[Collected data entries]
------------------------

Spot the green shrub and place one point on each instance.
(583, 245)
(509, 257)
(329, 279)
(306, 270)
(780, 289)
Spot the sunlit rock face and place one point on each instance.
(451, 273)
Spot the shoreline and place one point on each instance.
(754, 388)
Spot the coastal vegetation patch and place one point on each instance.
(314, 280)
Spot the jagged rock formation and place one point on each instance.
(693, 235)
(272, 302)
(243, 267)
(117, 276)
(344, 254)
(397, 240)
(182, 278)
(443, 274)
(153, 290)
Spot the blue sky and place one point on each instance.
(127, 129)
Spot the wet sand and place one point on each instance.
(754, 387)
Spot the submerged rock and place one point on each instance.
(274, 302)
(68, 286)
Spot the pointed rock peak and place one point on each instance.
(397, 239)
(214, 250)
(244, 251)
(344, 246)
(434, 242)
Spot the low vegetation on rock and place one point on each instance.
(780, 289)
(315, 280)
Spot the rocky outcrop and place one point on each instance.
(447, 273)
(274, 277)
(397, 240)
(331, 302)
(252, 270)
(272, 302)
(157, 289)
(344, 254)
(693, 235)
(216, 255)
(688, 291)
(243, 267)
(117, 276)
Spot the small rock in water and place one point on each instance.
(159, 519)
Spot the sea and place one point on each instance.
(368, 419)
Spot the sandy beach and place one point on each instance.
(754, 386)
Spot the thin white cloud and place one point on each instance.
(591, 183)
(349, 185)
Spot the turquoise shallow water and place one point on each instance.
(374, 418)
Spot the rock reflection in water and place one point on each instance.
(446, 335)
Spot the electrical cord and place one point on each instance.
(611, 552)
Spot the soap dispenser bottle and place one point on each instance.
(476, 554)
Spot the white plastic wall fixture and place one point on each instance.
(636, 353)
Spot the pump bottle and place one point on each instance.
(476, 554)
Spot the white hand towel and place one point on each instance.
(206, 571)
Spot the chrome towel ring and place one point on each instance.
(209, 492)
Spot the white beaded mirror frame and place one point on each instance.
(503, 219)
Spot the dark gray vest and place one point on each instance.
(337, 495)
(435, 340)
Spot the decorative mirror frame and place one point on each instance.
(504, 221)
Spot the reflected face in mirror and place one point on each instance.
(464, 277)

------------------------

» **What needs to be done**
Copy out every one of the entries above word for word, without changing anything.

» **Response**
Spot the green shrub and place one point on each instance.
(583, 245)
(509, 257)
(329, 279)
(306, 270)
(780, 289)
Spot the sunlit rock face and place one point on each instance.
(451, 273)
Spot the shoreline and place one point on each instance.
(754, 388)
Spot the coastal vegetation patch and place one point on each instance.
(314, 280)
Spot the jagged rock formation and place one point on each instance.
(693, 235)
(272, 302)
(243, 267)
(117, 276)
(344, 254)
(397, 240)
(182, 278)
(443, 274)
(153, 290)
Spot the blue sky and place one point on each instance.
(127, 129)
Spot the wet sand and place one point on each instance.
(754, 387)
Spot the submerged rock and place one point on each instance.
(274, 302)
(68, 286)
Spot the pointed rock peak and place one point on each instance.
(397, 239)
(214, 250)
(244, 251)
(344, 246)
(434, 242)
Spot the low vegetation on rock and place one point on each instance.
(780, 289)
(315, 280)
Spot the rocky outcrop and place one point on each instance.
(447, 273)
(274, 277)
(397, 240)
(331, 302)
(252, 270)
(272, 302)
(157, 289)
(344, 254)
(693, 235)
(216, 255)
(688, 291)
(243, 267)
(117, 276)
Spot the small rock in water and place one point on each instance.
(159, 519)
Spot the sea and place one point on each instance.
(368, 419)
Spot the sandy beach and place one point on each instance.
(754, 386)
Spot the thin white cloud and place one point on each instance.
(591, 183)
(349, 185)
Spot the turquoise shallow water and place one point on each instance.
(374, 418)
Spot the rock reflection in water and place one point on each instance.
(446, 335)
Spot the electrical cord and place one point on each instance.
(611, 552)
Spot the soap dispenser bottle and place one point on each instance.
(476, 554)
Spot the white plastic wall fixture and place one point on each instance.
(636, 353)
Spot the pump bottle and place one point on each instance.
(476, 554)
Spot the white hand towel and place one point on each instance.
(206, 571)
Spot the chrome towel ring and place one point on each instance.
(209, 492)
Spot the white beaded mirror frame and place one point on each instance.
(503, 219)
Spot the dark gray vest and place one point on each instance.
(337, 495)
(435, 340)
Spot the decorative mirror frame and place one point on each instance.
(504, 221)
Spot the reflected face in mirror and place one point on each instance.
(464, 277)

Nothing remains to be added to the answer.